§ **Extract to read**:

"""

It gradually becomes apparent that Sonia's healthy-eating plan proceeds in two weeks on, two weeks off fashion. For the first fortnight she will restrict her consumption to one very small meal a day, usually salad and white meat; for the other fortnight she will eat all the foods that she actually enjoys; and then the cycle will start again. "My life is more organised when I am dieting. I don't think that anybody notices when I lose weight, but I do, and I feel better," Sonia tells me.

This organised life is extremely fragile. If Sonia has to go to a party or wedding during her fortnight-long fast, the whole system crumbles. "If I go out and I eat one thing, I think, well, it's gone now, I can eat anything I like," she says. Although she refers to her eating pattern as a "vicious circle", Sonia sniffed at the idea of stability. "I don't live like that, I think that would be very boring. I'd rather skip backwards and forwards and have a week of fatness and a week off. That's my temperament."

Sonia is one of almost 50 women I interviewed during July this year in an attempt to understand a variety of what now appear to be very common disordered eating habits. The women in the group were chosen randomly, ranging in age from 16 to 50. Only two were officially on a diet, only one had officially suffered from an eating disorder and none were technically overweight. Most said that they tried to eat as healthily as possible. Initially, I was trying to track down the kind of women I had seen in supermarkets around the country, shuffling from counter to counter comparing the calories on the back of food packets. What I found were a whole range of peculiar food relationships, none of which were likely to be displayed to a doctor or psychologist.

"""

Stored items
"""

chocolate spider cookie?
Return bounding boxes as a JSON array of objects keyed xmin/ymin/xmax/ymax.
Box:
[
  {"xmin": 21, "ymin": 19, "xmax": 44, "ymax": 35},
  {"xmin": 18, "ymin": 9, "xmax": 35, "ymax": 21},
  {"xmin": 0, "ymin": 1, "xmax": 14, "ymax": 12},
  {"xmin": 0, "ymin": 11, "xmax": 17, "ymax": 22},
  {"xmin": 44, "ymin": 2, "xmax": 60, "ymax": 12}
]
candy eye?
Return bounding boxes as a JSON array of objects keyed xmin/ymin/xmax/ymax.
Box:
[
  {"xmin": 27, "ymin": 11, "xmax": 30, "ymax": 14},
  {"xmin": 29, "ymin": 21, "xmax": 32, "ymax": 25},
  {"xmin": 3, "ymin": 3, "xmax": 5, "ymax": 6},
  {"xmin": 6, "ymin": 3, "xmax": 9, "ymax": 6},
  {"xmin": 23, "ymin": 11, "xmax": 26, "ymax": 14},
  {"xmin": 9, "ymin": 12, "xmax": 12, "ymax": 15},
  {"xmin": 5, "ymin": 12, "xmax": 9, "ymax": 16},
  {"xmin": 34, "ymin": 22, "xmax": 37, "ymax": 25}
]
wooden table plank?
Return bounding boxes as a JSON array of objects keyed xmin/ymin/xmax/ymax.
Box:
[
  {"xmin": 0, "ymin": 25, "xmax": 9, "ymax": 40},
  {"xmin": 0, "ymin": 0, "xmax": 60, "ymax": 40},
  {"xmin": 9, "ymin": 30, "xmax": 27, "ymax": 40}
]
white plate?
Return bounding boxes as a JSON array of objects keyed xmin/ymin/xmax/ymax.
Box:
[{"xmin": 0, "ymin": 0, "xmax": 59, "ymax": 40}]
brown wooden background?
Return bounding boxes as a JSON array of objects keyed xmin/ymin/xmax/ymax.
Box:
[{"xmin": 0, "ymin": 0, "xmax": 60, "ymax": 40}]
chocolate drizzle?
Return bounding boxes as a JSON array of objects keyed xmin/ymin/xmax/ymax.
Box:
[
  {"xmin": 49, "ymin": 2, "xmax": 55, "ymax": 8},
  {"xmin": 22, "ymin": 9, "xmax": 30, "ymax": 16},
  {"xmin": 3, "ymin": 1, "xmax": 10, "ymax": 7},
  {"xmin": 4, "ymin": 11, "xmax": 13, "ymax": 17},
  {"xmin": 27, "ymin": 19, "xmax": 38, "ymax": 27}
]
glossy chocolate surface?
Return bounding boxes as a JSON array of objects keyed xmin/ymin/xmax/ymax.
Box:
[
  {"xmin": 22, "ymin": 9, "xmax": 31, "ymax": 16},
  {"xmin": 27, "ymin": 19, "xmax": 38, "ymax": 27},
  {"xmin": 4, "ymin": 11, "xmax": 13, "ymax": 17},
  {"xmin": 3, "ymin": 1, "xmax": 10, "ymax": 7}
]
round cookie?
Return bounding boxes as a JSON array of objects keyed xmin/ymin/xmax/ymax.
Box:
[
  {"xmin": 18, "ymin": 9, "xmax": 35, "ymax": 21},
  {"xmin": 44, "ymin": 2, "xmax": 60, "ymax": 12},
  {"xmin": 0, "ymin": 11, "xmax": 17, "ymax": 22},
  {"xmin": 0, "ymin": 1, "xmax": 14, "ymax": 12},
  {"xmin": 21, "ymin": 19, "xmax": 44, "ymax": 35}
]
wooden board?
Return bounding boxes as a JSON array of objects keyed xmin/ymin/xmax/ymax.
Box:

"""

§ **Task set**:
1. Retype the part of the article on eating habits that opens with the words containing "It gradually becomes" and closes with "Sonia tells me.".
2. Extend the article on eating habits, starting after its last sentence.

§ **List of answers**:
1.
It gradually becomes apparent that Sonia's healthy-eating plan proceeds in two weeks on, two weeks off fashion. For the first fortnight she will restrict her consumption to one very small meal a day, usually salad and white meat; for the other fortnight she will eat all the foods that she actually enjoys; and then the cycle will start again. "My life is more organised when I am dieting. I don't think that anybody notices when I lose weight, but I do, and I feel better," Sonia tells me.

2.
Carol is a student from Leicester. She is vegetarian but beyond that regards her eating habits as relaxed verging on the lazy. "I buy low-fat stuff, and I always check to see how many calories there are in it - a friend told me that if nothing you eat has more than four per cent fat in it then you won't get fat," she says. "When I started following the four per cent fat rule I did have to trawl round Safeway looking at everything, but I did that to a certain extent anyway, even before I knew about the four per cent thing."

Yet this rule is quite simply a fallacy. In her recent book Like Mother, Like Daughter: How To Break Free From The Female Food Trap, Debra Waterhouse writes: "It is simply not true that you can eat anything you want, in any quantity you want, whenever you want, as long as it's non-fat. Overeating non-fat foods will lead to weight gain." I confirmed this claim with Kate Trotter, senior dietician at the Bethlem Maudsley NHS Trust, who adds: "Calories are calories. Even if you only ate lettuce, if you managed to eat enough, you would put on weight." She takes issue with low-fat food in general. "If you know that something is low in fat it does appear to make you eat more of it."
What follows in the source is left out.